● What to produce: Continue the forum thread below on delayed TTS playback in a Home Assistant voice pipeline, starting right after its last sentence.

● Passage provided:
··········

TTS Streaming of LLM Chat Messages activated but not working

Hello swarm-intelligence, I am hoping to find an answer here to my problem.
I am trying to setup a Home Assistant voice pipeline on local hardware using:

My Voice Assistant Pipeline is configured as the following:

My problem is that TTS playback does not actually start early, even though streaming appears to be active.

What I see in the pipeline debug log:

  • intent-progress tokens are streamed correctly
  • tts_start_streaming: true is emitted during generation after roughly 60 characters streamed
  • but the actual tts-start event only happens after intent-end

Relevant timing from one example:

  • stt-end: 09:39:35.981457
  • tts_start_streaming: true: 09:39:38.447758
  • intent-end: 09:39:41.121806
  • tts-start: 09:39:41.122015

So:

  • streaming is requested about 2.67 seconds before intent end
  • but TTS still starts only after the full intent response is complete

The threshold seems to be reached as expected:
the text streamed before tts_start_streaming: true is

"Die Herstellung von Glas erfolgt in mehreren Schritten. Zunächst "

which is 65 characters including spaces.

This makes it look like:

  1. token streaming works
  2. the streaming threshold is reached
  3. but the pipeline still buffers until intent-end before starting actual TTS playback

Is this expected behavior with external_conversation_stream, or does this indicate that early TTS playback is not fully wired through in this pipeline path?

I also found this pull request which describes the same problem: TTS Streaming Delayed Until Conversation Agent Completes · home-assistant · Discussion #2877 · GitHub

Do you guys have any idea on how to fix this?

You have not specified the TTS you are using.
In any case, look at the TTS component/server logs to understand what is happening.

Oh sorry, I am using the wyoming piper hosted on my beelink edge server: GitHub - rhasspy/wyoming-piper: Wyoming protocol server for Piper text to speech system · GitHub.
Streaming should be enabled by default for piper and I use an Ollama Model also running on my Beelink Edge Server which can also stream.

Looking at the raw logs of the voice assistant, it seems to be working, I get deltas containing single words from Ollama and when close to 65 charactes tts_start_streaming: true is set.

··········

● Record extracts:
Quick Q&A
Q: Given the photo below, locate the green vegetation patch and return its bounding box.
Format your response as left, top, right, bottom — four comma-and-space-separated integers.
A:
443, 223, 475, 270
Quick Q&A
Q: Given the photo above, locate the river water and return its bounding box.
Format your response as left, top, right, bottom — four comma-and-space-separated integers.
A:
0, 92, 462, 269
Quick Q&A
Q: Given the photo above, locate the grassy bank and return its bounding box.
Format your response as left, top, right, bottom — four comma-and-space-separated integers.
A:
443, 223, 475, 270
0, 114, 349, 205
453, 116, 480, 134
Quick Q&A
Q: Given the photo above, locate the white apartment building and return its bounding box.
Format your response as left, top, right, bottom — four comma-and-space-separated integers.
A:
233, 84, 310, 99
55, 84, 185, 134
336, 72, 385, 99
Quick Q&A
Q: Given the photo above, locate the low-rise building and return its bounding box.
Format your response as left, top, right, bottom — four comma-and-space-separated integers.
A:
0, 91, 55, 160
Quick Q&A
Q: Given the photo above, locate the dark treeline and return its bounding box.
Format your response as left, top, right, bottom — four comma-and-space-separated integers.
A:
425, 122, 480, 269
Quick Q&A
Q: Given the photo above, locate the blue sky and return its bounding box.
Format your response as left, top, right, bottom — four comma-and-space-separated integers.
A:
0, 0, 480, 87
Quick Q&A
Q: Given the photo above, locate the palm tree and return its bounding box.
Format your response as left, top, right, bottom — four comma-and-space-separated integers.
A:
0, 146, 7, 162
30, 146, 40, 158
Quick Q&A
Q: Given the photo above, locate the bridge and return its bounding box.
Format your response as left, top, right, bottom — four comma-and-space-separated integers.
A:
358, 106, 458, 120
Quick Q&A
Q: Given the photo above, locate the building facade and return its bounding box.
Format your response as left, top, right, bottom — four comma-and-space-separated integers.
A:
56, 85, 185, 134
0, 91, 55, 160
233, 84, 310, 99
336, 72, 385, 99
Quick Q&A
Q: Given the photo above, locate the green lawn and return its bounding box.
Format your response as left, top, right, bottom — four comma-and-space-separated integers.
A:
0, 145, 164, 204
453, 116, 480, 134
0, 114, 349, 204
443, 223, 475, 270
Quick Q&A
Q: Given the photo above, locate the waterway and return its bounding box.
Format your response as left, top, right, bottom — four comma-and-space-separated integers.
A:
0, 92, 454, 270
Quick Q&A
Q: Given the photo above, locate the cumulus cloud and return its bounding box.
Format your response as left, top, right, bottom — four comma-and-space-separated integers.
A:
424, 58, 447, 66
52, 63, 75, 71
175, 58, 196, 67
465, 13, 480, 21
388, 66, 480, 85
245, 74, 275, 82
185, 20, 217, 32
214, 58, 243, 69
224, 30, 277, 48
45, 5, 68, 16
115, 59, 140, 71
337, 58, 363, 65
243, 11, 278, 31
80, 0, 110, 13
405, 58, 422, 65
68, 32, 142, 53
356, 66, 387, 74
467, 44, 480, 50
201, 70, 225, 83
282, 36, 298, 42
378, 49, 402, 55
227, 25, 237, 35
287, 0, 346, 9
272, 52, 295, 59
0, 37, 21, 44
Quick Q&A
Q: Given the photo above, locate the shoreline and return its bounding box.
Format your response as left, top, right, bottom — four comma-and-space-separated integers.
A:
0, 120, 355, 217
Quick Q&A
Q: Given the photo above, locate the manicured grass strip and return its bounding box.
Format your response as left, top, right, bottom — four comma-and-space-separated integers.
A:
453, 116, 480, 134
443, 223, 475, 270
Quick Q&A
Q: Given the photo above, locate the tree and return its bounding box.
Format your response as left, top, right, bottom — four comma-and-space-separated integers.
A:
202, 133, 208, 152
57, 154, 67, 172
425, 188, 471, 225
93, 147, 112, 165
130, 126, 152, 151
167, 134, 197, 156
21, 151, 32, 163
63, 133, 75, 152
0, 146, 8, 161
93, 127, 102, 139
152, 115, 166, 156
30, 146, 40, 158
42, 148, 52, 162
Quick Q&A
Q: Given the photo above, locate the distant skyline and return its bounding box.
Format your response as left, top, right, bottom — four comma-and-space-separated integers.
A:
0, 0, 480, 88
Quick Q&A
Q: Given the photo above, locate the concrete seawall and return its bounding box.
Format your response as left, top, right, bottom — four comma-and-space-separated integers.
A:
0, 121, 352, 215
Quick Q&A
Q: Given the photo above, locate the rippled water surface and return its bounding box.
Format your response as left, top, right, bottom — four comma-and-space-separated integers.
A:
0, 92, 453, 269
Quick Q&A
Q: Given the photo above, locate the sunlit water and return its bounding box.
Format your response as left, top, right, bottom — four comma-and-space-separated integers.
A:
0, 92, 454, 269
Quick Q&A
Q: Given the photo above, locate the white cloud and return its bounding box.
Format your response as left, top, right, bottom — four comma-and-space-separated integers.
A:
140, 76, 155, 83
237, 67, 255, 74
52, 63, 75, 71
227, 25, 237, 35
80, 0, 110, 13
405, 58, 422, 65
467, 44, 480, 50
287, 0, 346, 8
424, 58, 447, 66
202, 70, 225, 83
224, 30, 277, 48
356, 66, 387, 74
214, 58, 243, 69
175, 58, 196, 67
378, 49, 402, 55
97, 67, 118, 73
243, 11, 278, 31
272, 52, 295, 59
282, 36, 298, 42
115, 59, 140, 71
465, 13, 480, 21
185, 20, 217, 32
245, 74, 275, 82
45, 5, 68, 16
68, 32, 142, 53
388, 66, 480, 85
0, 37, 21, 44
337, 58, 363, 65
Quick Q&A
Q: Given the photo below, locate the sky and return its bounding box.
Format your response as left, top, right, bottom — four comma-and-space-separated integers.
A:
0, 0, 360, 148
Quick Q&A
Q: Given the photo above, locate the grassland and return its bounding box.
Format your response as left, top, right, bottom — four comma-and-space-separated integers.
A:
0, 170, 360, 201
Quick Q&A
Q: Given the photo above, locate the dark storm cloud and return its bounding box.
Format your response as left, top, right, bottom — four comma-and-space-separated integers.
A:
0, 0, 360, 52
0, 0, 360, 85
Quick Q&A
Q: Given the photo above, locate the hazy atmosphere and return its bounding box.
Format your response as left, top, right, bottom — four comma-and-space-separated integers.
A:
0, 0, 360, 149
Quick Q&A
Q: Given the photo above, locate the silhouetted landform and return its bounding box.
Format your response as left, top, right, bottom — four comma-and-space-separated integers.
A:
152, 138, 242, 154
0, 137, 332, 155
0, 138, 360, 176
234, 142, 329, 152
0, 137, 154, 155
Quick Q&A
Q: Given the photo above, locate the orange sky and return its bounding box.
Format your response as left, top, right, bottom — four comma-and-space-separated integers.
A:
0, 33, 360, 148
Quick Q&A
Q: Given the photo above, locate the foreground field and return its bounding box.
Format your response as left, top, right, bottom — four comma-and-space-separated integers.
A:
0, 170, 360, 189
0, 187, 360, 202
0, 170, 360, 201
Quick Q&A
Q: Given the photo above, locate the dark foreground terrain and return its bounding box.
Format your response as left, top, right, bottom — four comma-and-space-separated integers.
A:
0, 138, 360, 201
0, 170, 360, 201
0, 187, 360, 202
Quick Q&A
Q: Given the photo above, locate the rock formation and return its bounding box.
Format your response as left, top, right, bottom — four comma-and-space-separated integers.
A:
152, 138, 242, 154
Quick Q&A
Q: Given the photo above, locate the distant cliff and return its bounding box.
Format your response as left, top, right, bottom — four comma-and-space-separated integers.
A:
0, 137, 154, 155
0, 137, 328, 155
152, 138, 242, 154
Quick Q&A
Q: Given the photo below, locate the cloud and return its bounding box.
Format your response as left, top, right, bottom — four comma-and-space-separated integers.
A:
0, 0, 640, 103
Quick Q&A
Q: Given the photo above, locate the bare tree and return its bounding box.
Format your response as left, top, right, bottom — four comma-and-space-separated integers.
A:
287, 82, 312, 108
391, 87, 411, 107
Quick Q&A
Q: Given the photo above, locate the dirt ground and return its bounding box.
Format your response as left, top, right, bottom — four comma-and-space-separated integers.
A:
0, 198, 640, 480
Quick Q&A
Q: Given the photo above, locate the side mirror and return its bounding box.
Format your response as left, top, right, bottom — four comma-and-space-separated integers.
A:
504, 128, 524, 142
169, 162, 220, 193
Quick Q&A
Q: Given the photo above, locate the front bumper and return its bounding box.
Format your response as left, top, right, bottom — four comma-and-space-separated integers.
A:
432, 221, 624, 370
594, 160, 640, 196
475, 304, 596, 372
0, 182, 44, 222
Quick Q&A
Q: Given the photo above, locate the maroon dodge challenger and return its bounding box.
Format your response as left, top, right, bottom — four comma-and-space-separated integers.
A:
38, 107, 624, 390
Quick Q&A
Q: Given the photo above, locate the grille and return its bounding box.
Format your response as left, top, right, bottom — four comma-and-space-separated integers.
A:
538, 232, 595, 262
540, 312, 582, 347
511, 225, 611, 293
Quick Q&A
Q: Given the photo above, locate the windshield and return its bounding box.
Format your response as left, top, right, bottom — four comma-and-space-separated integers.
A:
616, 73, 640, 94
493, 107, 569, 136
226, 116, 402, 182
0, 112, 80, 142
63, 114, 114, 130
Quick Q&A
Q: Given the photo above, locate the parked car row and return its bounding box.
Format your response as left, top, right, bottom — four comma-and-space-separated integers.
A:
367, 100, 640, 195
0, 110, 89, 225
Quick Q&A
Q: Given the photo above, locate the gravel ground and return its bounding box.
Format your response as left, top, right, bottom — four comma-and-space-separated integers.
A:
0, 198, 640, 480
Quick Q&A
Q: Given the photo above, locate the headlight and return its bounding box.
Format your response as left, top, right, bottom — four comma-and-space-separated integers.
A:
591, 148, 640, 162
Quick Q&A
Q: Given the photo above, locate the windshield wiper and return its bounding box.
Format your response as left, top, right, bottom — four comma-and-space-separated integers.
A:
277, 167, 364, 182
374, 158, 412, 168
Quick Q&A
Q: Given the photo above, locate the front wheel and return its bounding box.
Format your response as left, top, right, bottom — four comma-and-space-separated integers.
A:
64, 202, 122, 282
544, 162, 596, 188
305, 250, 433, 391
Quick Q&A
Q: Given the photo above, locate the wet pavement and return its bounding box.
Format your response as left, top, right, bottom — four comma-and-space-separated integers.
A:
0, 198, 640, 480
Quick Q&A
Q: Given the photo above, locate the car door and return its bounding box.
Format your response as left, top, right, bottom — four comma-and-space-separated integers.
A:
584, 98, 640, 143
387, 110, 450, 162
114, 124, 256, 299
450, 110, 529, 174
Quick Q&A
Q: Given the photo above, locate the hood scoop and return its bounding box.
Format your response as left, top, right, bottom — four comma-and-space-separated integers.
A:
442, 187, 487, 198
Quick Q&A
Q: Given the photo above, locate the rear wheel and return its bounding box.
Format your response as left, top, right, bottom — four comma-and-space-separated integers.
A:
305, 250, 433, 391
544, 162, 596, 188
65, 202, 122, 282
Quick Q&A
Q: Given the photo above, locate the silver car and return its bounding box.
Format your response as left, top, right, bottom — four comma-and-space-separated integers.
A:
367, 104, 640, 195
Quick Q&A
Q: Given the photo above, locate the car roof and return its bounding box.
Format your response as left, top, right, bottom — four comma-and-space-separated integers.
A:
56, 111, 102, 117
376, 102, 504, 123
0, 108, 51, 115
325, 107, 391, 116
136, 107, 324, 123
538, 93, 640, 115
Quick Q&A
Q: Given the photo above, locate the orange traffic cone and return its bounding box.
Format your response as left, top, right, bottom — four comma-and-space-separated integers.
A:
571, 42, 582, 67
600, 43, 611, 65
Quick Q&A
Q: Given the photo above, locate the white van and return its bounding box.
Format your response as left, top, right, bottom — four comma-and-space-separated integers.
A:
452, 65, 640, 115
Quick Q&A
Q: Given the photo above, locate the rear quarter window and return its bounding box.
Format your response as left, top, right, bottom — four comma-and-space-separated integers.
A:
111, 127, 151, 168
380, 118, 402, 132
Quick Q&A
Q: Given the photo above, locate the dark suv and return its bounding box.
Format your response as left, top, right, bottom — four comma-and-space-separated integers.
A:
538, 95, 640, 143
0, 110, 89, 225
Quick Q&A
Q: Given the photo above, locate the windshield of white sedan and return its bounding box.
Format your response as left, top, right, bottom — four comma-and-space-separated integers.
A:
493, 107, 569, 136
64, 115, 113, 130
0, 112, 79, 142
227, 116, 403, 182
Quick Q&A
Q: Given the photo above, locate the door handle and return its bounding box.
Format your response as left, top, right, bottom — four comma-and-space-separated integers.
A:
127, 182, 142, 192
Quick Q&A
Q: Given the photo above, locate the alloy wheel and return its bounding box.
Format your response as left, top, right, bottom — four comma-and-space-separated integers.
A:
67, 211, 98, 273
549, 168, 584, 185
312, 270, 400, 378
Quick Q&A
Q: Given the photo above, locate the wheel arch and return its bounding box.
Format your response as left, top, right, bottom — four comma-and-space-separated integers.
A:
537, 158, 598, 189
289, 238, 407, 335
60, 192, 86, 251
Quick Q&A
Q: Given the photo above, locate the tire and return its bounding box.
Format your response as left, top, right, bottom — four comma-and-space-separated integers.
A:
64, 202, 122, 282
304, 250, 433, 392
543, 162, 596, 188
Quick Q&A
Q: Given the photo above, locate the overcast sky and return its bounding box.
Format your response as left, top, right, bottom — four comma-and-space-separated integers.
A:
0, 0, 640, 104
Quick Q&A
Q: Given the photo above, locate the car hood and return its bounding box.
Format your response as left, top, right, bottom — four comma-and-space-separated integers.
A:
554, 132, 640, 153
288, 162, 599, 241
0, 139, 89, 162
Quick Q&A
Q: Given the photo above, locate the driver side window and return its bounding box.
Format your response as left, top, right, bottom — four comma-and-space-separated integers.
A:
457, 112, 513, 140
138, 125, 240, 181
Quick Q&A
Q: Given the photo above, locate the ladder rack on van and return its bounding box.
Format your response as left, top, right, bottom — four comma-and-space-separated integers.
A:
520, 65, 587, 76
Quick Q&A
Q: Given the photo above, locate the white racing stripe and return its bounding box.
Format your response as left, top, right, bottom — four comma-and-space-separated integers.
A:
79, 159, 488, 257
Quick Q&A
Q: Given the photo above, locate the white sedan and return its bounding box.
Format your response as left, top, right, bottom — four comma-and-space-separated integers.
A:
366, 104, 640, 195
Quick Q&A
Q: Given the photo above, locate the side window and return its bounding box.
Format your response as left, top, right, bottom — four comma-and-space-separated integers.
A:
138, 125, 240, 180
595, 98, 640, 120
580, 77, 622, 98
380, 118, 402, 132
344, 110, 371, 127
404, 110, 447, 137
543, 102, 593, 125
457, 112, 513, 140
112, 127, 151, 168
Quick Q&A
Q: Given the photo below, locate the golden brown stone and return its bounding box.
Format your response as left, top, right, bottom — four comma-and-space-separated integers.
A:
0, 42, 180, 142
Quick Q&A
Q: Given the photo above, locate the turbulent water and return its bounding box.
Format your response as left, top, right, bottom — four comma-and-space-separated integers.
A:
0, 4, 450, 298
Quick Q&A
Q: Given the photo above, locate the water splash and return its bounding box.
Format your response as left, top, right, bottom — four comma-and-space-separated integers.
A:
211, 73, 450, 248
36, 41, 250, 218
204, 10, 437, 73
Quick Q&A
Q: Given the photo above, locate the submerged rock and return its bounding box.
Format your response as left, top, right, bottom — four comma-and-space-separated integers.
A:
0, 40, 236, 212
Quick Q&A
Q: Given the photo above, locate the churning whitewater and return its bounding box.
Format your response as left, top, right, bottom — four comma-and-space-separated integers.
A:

··········

● Answer area:
As I said, I guess the problem seems to be that the tts-start is not triggered until the Ollama Stream is finished.

Streaming audio synthesis begins before the tts-start stage. However, the system has a 60-character startup threshold. If your conversation component is implemented correctly and the system receives text chunks from the generator, everything should work. Test with longer text. If it doesn’t work, the problem is with the component.

I have tried it with longer responses and with different devices (ESP32-S3 Satellite, Browser, iOS-App) but it still seems like the response starts when the whole streaming is done. I read somewhere that it may have to do with sentences being too long, because only full sentences and not single words are streamed to piper which made sense.
I therefore prompted the Ollama model to start the answer with a short sentence followed by the actual answer. Even with shorter sentence the logs of the piper model show that the second the last word is generated and streamed to the HAOS the piper model starts generating.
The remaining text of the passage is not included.